(Hace un año escribí esta historia. El veranillo ha vuelto, hoy, ahora, por eso la vuelvo a compartir. Abajo hay otra historia, para los que ya leyeron esta el año pasado)
Anoche tuve que abrir la ventana, vuelve el calor a Madrid. El veranillo de final de septiembre me despierta con una espalda junto a mi espalda. Son las siete y media y ya me ha dado tres besos, se ha reído de mis pelos y dice que el café está listo. No sé cómo lo hace, pero siempre se levanta antes que yo. Y siempre reparte besos, risas y café. Nunca creo que el día pueda mejorar después de despertarme con ella.

::::::

PLANTEAMIENTO 1:
Convierte en una lista JSON de cadenas el tramo de los registros de abajo que va desde la línea que contiene "Where can you spot the dark hair?" hasta el final de los registros, con ambos extremos incluidos, una cadena por línea y sin las líneas en blanco.

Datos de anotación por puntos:
::::::

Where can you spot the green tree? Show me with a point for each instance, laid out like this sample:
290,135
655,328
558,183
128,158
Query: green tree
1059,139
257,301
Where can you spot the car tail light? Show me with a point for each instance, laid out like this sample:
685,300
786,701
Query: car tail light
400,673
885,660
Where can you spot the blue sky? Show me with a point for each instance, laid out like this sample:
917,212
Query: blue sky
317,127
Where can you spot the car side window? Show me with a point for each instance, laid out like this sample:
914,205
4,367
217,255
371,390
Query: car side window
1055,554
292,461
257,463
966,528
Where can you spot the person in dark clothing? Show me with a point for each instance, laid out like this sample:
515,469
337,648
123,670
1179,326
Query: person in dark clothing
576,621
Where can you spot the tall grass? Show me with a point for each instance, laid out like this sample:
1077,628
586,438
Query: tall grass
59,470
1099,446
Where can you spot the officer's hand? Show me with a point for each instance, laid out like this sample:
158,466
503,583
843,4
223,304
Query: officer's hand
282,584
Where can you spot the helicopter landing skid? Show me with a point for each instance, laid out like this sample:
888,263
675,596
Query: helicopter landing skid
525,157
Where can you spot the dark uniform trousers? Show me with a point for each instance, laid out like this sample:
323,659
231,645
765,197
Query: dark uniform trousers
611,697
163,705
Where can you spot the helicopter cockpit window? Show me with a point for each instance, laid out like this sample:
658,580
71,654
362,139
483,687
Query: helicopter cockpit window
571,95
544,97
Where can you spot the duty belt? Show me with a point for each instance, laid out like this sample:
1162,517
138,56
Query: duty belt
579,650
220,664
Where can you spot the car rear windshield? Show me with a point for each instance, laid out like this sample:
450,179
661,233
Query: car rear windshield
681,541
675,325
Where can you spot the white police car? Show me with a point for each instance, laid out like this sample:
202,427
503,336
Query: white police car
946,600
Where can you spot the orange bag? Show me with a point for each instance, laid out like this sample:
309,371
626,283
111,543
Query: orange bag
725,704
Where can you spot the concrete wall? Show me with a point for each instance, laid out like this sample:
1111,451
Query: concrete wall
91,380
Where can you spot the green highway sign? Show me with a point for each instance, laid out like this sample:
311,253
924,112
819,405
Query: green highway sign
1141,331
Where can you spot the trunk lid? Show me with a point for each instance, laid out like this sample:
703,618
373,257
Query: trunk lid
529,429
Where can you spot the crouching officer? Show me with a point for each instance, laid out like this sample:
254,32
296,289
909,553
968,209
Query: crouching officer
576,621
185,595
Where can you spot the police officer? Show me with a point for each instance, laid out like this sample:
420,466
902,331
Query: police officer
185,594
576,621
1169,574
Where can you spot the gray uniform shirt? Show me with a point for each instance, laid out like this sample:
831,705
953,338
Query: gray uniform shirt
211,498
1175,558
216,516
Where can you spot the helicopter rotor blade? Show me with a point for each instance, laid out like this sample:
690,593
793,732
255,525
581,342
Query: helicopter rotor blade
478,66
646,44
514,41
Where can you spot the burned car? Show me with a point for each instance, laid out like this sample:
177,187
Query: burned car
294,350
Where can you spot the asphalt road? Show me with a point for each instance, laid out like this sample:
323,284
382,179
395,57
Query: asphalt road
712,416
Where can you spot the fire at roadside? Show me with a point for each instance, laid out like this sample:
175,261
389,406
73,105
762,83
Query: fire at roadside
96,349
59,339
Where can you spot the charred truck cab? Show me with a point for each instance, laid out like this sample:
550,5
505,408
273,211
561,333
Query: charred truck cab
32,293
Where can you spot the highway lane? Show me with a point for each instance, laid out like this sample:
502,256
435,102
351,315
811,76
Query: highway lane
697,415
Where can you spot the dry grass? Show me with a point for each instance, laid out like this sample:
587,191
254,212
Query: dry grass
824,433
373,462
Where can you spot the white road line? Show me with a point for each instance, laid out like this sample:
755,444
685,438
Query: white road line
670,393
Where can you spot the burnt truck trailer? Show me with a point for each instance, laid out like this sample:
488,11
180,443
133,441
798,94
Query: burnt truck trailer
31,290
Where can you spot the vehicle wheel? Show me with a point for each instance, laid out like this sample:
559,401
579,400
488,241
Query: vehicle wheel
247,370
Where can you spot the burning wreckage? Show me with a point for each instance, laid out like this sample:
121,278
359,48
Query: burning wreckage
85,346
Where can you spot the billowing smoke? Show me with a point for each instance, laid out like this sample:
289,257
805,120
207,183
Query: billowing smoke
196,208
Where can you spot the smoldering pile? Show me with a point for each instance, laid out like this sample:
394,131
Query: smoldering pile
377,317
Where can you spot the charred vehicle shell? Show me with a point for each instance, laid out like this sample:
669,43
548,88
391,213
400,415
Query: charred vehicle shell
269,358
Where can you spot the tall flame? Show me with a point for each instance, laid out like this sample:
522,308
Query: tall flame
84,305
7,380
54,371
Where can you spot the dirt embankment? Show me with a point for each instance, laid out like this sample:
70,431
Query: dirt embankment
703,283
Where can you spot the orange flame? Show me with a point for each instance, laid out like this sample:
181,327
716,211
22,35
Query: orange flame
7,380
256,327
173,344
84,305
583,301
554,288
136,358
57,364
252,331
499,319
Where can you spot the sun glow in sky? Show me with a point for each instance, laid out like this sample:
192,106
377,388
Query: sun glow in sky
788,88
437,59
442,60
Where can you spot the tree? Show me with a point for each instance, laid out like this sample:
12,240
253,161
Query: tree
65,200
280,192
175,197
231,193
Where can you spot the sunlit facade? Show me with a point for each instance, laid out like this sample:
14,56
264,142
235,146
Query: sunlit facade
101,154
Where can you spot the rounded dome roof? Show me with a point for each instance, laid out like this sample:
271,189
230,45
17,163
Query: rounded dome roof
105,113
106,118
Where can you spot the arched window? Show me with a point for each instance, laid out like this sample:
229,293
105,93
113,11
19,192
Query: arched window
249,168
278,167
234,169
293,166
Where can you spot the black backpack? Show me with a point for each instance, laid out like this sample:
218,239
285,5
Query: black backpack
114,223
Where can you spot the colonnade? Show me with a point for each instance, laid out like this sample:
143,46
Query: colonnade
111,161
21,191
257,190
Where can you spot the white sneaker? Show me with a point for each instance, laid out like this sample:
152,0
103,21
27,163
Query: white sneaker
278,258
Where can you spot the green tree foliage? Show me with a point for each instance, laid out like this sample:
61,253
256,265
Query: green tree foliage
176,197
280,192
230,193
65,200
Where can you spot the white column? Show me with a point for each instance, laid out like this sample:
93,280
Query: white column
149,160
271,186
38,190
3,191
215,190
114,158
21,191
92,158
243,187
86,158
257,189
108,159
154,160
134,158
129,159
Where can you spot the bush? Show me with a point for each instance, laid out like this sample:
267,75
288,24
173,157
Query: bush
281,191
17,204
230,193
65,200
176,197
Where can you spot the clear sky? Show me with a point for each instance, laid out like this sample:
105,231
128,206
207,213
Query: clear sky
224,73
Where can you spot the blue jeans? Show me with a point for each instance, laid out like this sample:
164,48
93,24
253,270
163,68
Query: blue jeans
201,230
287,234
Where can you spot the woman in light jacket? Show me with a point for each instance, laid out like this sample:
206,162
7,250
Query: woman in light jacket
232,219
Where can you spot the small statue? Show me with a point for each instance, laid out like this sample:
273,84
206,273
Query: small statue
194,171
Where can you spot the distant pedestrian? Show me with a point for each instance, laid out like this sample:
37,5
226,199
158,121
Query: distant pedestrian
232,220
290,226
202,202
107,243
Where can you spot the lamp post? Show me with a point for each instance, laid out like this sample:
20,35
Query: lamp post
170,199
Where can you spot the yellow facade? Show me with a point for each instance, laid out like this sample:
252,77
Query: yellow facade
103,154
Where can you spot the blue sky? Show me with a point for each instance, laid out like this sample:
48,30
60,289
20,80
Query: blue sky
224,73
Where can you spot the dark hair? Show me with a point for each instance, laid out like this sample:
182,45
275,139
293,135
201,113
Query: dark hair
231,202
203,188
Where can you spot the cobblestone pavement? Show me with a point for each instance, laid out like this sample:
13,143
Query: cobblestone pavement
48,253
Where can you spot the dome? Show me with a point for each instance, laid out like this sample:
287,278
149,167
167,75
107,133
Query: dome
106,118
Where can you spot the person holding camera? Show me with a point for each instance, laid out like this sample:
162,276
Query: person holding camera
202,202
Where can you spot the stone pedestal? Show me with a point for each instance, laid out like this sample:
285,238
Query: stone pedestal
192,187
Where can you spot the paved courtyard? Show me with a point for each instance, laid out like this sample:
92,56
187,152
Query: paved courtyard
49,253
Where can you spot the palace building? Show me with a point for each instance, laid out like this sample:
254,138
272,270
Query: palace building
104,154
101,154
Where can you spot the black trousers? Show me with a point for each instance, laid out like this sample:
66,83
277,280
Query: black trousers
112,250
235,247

::::::

PLANTEAMIENTO 2:
Continúa el relato de arriba sobre el despertar con el veranillo de septiembre en Madrid a partir de su última frase.

RESULTADO DEL EJERCICIO 1:
[
  "Where can you spot the dark hair? Show me with a point for each instance, laid out like this sample:",
  "182,45",
  "275,139",
  "293,135",
  "201,113",
  "Query: dark hair",
  "231,202",
  "203,188",
  "Where can you spot the cobblestone pavement? Show me with a point for each instance, laid out like this sample:",
  "13,143",
  "Query: cobblestone pavement",
  "48,253",
  "Where can you spot the dome? Show me with a point for each instance, laid out like this sample:",
  "287,278",
  "149,167",
  "167,75",
  "107,133",
  "Query: dome",
  "106,118",
  "Where can you spot the person holding camera? Show me with a point for each instance, laid out like this sample:",
  "162,276",
  "Query: person holding camera",
  "202,202",
  "Where can you spot the stone pedestal? Show me with a point for each instance, laid out like this sample:",
  "285,238",
  "Query: stone pedestal",
  "192,187",
  "Where can you spot the paved courtyard? Show me with a point for each instance, laid out like this sample:",
  "92,56",
  "187,152",
  "Query: paved courtyard",
  "49,253",
  "Where can you spot the palace building? Show me with a point for each instance, laid out like this sample:",
  "254,138",
  "272,270",
  "Query: palace building",
  "104,154",
  "101,154",
  "Where can you spot the black trousers? Show me with a point for each instance, laid out like this sample:",
  "66,83",
  "277,280",
  "Query: black trousers",
  "112,250",
  "235,247"
]

RESULTADO DEL EJERCICIO 2:
Recojo el desayuno porque Rosario se dispara a su despacho en la universidad. Rosario es doctora en estudios lingüísticos, literarios y culturales y yo también me pregunto qué le interesó de mí. Aún no entiendo que no saliese huyendo con mi desorden de ideas, ni al verme vestido con ropastros de poeta maldito. Mi armario y mi cabeza son fanáticos del desorden. Algún día vestiré y pensaré bien, me digo.
Cuando Rosario se va temprano, de lunes a jueves, yo me quedo trabajando en casa toda la mañana. Hoy abrí el ordenador con esa voluntad que tienen los mares, que horadan cualquier circunstancia, y tecleé algunas respuestas pendientes. El tercer mensaje era del editor que más me publica, decía: “Tú artículo está petándolo. Enhorabuena”. Mi vanidad y mi cuenta de Instagram, que son lo mismo, se inflaban.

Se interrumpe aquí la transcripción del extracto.